-- Task to complete --
In the write-up about the Remember the Night release, reproduce the passage word for word, starting with "Hollywood Victory Caravan" and going on through "and Barbara Stanwyck.".

-- Selection --
■ ■ ■

Hollywood Victory Caravan (19:37)
Made in 1945, this short film was designed to raise funds for War relief charities and was released after VJ Day. A slender storyline involving a young woman (Virginia Welles) attempt to reach her conscripted husband is an excuse for four musical numbers from the original stage version of the Caravan (from 1942) and appearances from stars such as Bob Hope, Humphrey Bogart and Barbara Stanwyck.

Lee suffers the pains of getting into shape

Book
This limited edition includes a double-sided poster and an eighty-page book. After film credits, it begins with a new essay by Rick Burin, "A Good Dose of Schmerz". While claiming that Remember the Night is as good as any of Sturges's own films as director, he does cover Sturges's career from his breakthrough into Hollywood following stage success. Sturges clashed with Leisen on both the films they worked on together, with Sturges claiming that Leisen had no flair for comedy and more interested in interior design. However, Easy Living and Remember the Night were the only two of his films of which he kept 16mm copies, so maybe he was secretly reconciled to them after all. Burin also looks at the film as part of another great run, that of Stanwyck from 1939 to 1941, in which she performed some five of her great roles.

"Why Actors?" is a 1939 on-set report by J.D. Spiro of the Detroit Free Press, concentrating on the studio-bound set design, to the extent that you wonder if they ever needed actors. "'Snow' Flies Today: City Goes Hollywood", also from 1939, by Ross Mason of the Windsor Star, covering the second unit's shooting of the scene where John and Lee escape over the Canadian border. "Tallest Star in Hollywood Has Heart to Match his Size" by Lily May Caldwell for the Birmingham [Alabama] News, is again from 1939 and more or less speaks for himself. (MacMurray was 6'4" and John Wayne may have had something to say about who really was the tallest star in Hollywood.) Following a classified ad enabling you to win tickets for Remember the Night, "Jack-of-All-Trades" by Frederick C. Othman of the Allentown Morning Call is from 1940, in between the releases of Remember the Night and The Great McGinty, interviews Sturges on the set of what would be his second film as writer-director, Christmas in July.

■ ■ ■

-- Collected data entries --

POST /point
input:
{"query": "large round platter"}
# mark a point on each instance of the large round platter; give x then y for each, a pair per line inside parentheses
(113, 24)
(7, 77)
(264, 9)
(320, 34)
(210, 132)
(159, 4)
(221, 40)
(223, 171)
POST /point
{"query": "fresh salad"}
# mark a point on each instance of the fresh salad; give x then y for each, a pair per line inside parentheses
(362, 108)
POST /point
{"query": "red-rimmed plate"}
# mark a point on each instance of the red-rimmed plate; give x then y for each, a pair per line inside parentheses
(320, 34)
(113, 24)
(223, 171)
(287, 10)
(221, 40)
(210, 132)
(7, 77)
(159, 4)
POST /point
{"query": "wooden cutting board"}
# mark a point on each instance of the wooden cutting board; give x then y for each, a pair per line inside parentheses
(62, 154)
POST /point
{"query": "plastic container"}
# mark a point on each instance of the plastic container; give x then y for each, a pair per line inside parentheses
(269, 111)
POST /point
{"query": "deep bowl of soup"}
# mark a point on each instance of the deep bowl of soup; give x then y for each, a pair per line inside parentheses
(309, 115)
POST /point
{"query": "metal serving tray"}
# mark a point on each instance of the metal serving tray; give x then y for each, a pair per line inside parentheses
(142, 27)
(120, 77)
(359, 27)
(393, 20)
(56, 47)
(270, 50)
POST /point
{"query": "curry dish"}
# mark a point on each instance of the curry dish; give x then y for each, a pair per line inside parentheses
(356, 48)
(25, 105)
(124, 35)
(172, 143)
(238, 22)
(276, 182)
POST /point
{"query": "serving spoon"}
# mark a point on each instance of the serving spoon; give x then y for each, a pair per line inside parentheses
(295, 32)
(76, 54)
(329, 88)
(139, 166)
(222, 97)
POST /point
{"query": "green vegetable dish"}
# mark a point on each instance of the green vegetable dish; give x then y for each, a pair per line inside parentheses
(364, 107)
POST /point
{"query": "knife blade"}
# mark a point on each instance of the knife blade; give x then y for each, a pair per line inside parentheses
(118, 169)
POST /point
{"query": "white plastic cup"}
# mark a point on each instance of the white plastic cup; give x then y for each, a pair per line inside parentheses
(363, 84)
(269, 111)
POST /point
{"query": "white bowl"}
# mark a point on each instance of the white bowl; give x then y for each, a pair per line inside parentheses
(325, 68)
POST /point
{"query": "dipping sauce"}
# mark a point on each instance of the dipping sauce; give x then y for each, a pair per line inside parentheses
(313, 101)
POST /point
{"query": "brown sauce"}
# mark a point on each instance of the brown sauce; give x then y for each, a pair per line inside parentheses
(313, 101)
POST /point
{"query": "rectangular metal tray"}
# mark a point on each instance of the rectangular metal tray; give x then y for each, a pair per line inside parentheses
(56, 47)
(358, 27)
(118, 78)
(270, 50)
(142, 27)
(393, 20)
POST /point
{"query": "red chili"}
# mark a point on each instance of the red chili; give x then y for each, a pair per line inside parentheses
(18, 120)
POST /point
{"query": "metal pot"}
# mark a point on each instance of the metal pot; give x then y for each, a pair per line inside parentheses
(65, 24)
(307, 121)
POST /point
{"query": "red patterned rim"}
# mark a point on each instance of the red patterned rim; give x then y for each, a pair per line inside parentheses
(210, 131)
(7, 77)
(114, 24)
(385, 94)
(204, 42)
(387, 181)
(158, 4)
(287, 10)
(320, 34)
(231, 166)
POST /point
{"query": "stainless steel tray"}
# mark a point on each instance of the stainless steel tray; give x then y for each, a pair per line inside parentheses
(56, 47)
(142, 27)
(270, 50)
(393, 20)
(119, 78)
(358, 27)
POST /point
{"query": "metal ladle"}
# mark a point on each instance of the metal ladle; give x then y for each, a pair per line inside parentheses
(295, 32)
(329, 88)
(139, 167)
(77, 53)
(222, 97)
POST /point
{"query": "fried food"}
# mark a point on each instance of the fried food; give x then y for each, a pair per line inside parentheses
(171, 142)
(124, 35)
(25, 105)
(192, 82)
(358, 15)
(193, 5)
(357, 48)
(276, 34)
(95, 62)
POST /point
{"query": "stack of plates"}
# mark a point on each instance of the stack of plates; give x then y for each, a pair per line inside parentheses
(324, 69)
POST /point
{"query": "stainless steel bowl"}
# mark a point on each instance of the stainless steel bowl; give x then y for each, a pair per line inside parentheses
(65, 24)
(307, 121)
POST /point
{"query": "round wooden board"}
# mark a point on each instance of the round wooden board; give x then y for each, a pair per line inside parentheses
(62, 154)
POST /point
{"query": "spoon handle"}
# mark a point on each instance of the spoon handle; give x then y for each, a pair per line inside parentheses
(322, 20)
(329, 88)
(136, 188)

■ ■ ■

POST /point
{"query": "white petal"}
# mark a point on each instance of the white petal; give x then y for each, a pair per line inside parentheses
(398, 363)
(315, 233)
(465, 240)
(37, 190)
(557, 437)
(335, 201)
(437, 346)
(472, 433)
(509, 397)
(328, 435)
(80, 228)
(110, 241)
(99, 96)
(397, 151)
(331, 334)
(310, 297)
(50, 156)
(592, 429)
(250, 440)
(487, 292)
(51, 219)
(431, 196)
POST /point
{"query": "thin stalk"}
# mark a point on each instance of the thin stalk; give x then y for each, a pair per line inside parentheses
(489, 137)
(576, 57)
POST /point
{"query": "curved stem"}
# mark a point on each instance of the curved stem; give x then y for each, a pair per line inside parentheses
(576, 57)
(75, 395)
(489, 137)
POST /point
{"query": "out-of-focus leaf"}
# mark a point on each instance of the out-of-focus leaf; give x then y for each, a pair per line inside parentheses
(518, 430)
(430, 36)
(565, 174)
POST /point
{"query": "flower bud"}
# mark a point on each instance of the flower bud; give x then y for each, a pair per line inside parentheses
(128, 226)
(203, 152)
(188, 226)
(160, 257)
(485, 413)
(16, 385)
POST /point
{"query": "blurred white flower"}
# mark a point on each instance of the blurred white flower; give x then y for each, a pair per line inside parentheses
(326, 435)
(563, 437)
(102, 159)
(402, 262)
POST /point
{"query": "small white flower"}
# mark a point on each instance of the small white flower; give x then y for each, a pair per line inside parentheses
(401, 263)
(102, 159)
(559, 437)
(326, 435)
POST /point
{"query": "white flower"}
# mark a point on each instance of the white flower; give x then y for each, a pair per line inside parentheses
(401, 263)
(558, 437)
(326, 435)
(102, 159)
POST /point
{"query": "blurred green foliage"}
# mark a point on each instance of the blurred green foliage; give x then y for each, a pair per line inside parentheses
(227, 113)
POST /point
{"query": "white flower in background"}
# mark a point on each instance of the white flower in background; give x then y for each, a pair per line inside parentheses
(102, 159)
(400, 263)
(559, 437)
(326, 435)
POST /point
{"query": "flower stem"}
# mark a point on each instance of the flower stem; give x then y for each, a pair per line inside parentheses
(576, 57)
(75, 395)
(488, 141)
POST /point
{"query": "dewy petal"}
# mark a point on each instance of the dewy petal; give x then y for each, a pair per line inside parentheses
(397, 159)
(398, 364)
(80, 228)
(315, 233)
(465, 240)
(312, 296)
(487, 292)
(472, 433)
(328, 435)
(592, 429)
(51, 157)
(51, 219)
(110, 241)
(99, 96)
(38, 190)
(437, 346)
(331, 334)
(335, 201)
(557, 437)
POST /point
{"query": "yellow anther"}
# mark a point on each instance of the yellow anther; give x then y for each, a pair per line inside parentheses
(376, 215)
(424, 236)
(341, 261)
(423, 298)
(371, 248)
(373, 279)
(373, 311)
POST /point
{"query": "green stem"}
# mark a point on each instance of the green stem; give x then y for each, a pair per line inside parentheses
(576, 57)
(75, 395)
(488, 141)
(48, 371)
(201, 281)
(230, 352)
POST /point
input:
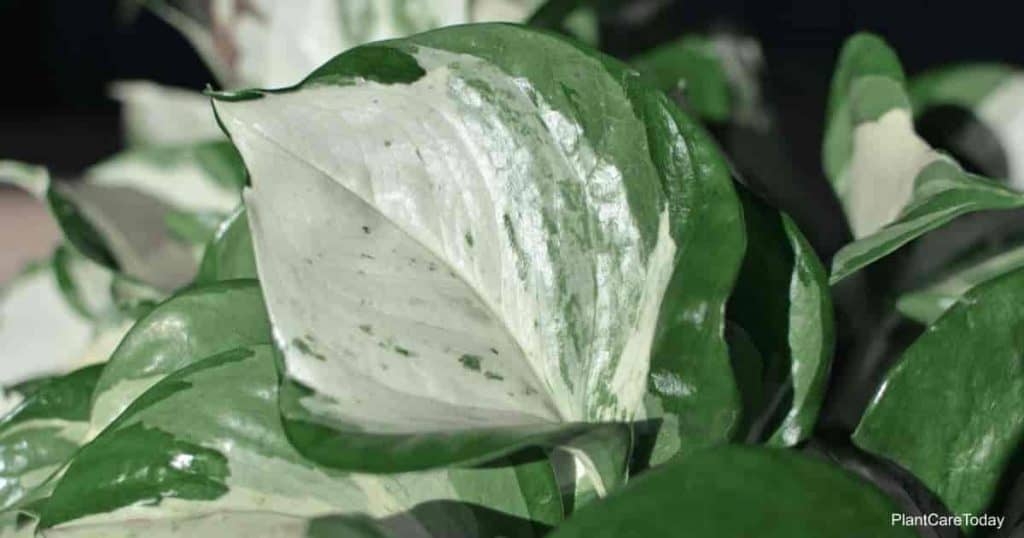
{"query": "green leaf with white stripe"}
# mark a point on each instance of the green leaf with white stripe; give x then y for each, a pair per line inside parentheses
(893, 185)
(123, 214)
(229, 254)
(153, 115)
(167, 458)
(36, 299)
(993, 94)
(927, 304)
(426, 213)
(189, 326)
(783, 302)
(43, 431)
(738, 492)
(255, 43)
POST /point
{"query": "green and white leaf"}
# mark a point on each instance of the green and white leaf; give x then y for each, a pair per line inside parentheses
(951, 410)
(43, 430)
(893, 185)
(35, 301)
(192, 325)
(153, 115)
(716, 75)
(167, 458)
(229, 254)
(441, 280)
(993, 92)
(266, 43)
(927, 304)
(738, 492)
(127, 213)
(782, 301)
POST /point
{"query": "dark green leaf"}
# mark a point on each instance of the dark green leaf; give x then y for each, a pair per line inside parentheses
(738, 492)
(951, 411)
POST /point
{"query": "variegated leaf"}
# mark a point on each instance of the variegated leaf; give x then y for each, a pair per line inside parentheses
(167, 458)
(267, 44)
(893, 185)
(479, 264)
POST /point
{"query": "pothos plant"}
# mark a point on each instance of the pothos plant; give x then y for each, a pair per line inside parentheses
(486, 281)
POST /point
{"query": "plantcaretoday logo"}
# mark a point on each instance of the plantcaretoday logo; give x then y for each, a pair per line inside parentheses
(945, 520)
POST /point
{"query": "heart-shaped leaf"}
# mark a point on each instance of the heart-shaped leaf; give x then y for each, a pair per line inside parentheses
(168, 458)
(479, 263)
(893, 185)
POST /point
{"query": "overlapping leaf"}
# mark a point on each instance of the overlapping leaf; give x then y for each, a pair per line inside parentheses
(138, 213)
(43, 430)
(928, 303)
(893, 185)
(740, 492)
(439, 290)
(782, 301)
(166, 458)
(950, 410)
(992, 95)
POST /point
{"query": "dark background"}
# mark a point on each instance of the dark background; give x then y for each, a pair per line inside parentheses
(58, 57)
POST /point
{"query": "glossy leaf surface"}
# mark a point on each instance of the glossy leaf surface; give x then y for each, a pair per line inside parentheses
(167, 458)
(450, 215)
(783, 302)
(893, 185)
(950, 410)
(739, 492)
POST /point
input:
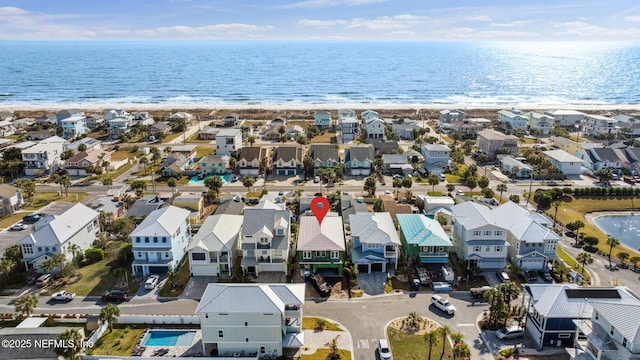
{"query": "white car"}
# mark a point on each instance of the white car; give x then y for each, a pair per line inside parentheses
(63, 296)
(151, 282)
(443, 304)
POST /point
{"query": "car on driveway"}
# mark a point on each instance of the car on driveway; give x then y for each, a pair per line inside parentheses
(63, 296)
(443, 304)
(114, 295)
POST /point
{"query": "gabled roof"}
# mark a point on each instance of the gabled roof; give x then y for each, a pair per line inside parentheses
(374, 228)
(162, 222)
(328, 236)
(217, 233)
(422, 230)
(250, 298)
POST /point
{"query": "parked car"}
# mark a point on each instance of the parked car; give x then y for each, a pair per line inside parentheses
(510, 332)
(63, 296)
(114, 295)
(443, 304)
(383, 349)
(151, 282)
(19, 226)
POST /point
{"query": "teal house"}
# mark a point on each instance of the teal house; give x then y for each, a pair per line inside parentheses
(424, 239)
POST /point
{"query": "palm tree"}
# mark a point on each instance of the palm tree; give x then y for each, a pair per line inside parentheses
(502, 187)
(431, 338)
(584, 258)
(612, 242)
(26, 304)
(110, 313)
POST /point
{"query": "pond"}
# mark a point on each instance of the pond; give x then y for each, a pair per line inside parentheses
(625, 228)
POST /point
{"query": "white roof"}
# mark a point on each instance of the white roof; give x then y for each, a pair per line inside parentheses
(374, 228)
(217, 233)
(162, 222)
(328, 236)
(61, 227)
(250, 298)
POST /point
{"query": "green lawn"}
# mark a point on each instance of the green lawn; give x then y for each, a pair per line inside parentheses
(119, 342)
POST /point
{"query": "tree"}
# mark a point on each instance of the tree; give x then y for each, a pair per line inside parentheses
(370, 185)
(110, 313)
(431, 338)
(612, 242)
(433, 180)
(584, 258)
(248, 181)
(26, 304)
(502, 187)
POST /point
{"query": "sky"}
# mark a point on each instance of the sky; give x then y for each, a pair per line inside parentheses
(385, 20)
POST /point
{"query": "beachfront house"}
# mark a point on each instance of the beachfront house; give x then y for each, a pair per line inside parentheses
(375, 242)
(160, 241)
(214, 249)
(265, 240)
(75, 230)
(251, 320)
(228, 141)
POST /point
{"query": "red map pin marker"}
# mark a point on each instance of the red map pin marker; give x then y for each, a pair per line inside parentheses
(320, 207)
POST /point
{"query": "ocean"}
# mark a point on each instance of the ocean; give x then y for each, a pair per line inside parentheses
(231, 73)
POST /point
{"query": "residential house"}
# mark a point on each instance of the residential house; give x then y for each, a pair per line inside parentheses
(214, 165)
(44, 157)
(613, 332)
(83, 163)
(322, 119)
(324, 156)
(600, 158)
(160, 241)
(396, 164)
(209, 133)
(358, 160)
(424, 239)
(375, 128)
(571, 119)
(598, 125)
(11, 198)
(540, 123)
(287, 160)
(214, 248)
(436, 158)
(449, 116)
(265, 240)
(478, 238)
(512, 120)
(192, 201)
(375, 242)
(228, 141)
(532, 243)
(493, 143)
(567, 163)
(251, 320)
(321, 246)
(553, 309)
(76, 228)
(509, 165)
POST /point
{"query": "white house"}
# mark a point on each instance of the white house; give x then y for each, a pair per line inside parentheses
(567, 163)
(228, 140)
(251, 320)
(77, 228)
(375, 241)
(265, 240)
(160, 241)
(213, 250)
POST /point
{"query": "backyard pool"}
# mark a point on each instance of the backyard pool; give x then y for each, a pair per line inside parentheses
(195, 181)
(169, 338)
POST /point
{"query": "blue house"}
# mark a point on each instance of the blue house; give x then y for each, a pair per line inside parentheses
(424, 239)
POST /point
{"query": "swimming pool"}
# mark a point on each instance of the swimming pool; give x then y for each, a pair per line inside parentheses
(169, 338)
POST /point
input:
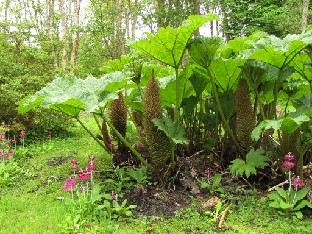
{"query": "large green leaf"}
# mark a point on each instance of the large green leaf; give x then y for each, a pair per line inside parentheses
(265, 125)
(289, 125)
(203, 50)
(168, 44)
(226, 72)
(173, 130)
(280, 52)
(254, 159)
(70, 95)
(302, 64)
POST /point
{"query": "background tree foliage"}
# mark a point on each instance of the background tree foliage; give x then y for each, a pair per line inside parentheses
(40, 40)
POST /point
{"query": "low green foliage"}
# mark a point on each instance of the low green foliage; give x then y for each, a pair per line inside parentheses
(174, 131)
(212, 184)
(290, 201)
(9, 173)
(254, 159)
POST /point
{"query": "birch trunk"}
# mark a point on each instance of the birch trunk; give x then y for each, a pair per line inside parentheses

■ ■ ■

-- Full response --
Hollywood Victory Caravan (19:37)
Made in 1945, this short film was designed to raise funds for War relief charities and was released after VJ Day. A slender storyline involving a young woman (Virginia Welles) attempt to reach her conscripted husband is an excuse for four musical numbers from the original stage version of the Caravan (from 1942) and appearances from stars such as Bob Hope, Humphrey Bogart and Barbara Stanwyck.